> _TASK ITEM_:
Count how many lines below include the string "stem". Only that number should appear in the reply.

____________

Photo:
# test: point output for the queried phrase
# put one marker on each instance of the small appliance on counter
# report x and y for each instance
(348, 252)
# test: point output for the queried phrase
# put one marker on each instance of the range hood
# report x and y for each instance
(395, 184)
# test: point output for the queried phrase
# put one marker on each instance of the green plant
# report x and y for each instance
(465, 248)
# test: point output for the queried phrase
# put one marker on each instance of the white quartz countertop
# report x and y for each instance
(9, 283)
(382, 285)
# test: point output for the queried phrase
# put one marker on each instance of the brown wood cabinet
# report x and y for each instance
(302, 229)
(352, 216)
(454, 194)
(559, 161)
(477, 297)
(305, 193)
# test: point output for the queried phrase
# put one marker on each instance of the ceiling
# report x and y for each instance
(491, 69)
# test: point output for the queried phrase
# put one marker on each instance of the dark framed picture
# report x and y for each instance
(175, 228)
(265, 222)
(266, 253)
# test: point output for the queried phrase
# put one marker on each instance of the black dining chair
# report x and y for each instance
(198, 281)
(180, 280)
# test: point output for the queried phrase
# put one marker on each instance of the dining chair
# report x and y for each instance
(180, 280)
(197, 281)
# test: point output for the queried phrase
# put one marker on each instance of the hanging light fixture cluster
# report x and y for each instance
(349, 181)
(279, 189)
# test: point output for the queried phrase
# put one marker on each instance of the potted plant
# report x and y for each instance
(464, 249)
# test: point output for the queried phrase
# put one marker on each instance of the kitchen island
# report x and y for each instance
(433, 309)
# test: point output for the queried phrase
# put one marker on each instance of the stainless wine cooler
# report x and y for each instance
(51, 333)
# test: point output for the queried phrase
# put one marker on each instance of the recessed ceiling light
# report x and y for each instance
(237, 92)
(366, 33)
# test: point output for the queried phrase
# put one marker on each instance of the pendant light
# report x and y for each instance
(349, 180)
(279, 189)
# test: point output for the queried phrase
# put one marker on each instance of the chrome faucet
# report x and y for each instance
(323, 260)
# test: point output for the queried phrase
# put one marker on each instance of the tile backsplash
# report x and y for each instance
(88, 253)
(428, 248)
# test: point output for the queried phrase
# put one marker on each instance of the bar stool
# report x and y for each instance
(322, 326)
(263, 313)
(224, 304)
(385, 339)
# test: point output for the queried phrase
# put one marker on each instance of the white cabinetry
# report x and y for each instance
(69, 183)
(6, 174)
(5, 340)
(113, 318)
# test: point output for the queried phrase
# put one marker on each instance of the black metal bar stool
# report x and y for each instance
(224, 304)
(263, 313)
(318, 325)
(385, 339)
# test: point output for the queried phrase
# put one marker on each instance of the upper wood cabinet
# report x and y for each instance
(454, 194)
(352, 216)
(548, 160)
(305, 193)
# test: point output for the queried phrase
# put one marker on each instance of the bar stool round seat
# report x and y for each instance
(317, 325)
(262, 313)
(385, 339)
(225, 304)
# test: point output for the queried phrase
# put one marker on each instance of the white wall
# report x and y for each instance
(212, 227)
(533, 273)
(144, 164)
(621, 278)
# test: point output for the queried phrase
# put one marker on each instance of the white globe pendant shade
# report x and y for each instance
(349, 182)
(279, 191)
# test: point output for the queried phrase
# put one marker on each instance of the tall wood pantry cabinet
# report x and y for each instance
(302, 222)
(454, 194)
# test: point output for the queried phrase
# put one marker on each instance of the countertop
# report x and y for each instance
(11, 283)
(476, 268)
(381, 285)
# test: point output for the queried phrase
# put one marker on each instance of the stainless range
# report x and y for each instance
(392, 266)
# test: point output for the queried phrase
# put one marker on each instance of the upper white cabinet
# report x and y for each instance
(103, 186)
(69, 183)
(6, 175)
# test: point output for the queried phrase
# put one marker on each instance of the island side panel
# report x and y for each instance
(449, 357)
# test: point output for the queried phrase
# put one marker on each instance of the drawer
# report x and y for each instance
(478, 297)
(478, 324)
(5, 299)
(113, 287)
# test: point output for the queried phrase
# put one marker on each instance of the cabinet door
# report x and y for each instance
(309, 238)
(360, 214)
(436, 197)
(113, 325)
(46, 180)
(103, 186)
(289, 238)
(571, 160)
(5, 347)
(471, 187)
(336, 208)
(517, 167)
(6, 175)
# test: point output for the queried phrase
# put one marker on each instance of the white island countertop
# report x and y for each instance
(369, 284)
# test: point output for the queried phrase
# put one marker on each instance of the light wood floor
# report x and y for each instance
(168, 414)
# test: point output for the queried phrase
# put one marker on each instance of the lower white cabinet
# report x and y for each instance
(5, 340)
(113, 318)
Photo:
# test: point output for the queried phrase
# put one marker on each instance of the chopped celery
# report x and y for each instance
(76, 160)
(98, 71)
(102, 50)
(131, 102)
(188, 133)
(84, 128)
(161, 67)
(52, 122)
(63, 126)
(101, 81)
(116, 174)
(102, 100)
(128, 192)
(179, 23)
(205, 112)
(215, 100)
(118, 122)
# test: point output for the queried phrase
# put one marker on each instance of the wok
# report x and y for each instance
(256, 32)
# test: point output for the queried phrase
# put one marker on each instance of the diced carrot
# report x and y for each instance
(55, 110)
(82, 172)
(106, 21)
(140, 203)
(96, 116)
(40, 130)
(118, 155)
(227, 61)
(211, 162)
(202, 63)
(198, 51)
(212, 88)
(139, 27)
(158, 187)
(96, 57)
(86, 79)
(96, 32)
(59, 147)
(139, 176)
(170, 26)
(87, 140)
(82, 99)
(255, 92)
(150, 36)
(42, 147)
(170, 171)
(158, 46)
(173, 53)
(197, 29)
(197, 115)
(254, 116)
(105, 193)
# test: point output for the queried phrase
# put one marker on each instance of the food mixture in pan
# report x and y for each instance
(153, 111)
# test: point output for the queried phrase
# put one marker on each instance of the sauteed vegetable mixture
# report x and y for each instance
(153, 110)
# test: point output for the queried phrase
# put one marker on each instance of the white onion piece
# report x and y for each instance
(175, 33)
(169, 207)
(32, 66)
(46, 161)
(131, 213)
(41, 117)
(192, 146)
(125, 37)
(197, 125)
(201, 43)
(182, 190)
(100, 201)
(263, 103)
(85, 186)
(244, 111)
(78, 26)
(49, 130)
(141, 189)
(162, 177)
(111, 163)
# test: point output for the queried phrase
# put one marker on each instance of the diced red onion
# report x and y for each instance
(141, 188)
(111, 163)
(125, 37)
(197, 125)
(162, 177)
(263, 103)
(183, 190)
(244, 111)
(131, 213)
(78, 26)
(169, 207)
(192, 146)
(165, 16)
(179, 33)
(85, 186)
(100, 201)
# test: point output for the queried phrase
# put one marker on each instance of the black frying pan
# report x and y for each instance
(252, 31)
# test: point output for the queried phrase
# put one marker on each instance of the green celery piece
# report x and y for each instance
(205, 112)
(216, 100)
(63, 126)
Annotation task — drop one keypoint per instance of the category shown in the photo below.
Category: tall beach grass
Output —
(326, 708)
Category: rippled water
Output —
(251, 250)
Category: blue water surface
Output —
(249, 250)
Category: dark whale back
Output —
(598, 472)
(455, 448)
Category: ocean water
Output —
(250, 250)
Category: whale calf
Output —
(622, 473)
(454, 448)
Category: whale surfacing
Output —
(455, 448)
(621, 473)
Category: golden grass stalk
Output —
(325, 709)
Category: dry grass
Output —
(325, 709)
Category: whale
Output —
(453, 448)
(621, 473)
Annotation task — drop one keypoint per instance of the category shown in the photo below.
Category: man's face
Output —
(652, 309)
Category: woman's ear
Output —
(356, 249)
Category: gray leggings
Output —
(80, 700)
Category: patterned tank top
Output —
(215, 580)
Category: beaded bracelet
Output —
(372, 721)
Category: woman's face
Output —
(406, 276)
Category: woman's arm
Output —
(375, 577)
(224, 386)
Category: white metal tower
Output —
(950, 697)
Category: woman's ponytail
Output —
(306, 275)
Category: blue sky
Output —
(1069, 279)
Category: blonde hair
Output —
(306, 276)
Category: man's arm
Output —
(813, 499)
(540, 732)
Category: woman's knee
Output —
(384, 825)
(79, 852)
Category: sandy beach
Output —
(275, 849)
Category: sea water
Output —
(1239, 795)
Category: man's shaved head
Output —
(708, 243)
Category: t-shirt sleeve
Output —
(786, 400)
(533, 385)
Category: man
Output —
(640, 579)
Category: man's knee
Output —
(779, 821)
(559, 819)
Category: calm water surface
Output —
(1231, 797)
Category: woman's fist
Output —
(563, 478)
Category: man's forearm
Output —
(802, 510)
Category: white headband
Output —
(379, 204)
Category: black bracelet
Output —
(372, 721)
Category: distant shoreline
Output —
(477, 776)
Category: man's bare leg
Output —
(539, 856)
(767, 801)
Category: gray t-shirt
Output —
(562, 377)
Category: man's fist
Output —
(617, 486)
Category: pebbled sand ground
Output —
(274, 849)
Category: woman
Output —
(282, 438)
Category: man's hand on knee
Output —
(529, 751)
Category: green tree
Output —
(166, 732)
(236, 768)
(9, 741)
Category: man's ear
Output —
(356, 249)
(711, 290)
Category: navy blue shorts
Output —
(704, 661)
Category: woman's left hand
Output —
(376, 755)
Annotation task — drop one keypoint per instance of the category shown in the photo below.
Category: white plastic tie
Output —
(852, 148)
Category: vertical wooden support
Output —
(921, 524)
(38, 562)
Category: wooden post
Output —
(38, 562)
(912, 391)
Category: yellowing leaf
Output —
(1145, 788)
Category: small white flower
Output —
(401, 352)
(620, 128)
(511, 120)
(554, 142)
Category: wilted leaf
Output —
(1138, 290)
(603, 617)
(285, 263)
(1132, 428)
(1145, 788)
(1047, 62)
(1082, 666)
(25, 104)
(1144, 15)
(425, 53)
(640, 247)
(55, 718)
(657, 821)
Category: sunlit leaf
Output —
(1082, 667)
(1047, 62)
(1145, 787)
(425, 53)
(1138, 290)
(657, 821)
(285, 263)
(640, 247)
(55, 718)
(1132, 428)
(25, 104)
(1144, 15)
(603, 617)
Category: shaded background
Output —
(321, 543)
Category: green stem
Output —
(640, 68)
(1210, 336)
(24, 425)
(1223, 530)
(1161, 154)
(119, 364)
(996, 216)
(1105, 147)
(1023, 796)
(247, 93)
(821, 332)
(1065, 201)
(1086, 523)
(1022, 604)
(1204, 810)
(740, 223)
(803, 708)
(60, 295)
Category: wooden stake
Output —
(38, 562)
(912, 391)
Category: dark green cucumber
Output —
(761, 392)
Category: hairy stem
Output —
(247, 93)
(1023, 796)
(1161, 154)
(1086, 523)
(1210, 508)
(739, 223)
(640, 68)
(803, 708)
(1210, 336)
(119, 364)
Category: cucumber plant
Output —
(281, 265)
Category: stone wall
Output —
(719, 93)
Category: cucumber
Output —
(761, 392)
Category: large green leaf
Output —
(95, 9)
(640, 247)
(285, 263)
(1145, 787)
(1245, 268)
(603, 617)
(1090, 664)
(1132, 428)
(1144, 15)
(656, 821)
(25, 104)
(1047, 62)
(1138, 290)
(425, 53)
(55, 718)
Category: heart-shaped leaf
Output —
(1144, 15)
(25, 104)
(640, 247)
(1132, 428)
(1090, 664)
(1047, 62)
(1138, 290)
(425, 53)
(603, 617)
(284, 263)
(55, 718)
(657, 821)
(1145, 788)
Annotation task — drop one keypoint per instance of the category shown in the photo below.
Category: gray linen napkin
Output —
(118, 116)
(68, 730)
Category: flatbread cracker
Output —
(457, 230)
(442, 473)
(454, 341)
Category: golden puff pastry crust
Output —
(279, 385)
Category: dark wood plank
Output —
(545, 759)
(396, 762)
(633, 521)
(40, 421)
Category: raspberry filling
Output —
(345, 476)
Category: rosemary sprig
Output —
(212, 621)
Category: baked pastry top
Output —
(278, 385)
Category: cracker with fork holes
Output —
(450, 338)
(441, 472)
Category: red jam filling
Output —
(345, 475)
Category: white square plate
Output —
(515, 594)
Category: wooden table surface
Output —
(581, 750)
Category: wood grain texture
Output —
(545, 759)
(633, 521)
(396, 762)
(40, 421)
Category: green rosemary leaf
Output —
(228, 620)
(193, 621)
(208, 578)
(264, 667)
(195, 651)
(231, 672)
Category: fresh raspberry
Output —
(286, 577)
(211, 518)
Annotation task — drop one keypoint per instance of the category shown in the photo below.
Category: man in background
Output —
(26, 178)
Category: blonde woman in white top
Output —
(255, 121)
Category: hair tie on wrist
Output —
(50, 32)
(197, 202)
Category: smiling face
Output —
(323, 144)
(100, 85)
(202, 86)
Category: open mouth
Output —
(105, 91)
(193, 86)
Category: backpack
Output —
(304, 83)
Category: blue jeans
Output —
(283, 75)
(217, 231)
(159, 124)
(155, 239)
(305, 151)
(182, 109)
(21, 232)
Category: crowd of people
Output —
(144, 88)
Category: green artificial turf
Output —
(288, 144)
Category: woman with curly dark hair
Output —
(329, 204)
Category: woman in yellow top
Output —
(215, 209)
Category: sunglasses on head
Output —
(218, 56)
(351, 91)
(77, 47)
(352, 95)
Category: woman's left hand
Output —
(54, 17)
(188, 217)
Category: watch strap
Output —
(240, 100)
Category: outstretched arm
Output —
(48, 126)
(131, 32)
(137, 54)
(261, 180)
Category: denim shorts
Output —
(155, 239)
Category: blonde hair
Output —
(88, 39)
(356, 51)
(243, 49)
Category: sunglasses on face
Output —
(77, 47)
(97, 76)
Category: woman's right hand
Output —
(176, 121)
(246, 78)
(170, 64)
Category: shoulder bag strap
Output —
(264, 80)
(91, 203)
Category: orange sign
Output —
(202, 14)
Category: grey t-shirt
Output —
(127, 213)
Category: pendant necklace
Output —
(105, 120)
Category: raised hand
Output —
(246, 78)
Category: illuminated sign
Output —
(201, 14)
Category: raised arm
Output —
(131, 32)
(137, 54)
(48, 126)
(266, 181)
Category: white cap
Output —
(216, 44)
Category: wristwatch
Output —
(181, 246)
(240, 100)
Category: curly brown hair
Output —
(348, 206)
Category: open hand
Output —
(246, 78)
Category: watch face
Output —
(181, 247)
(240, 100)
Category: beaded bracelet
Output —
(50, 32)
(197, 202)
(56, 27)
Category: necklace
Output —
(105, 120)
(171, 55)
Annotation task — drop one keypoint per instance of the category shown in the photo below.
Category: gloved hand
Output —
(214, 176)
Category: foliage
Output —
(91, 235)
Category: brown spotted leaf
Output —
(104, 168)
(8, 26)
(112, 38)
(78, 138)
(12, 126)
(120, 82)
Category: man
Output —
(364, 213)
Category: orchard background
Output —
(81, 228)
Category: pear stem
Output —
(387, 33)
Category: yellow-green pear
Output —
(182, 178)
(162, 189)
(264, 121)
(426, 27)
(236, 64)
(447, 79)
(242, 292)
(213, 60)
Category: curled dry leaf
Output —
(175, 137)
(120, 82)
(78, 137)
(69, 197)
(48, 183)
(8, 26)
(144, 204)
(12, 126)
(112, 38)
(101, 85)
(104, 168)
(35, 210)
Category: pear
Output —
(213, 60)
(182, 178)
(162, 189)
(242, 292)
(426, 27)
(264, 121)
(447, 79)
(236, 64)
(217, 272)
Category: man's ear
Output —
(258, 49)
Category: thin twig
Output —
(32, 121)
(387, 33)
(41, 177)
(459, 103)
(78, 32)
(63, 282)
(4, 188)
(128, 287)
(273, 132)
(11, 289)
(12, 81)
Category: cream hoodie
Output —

____________

> _THE ANSWER_:
3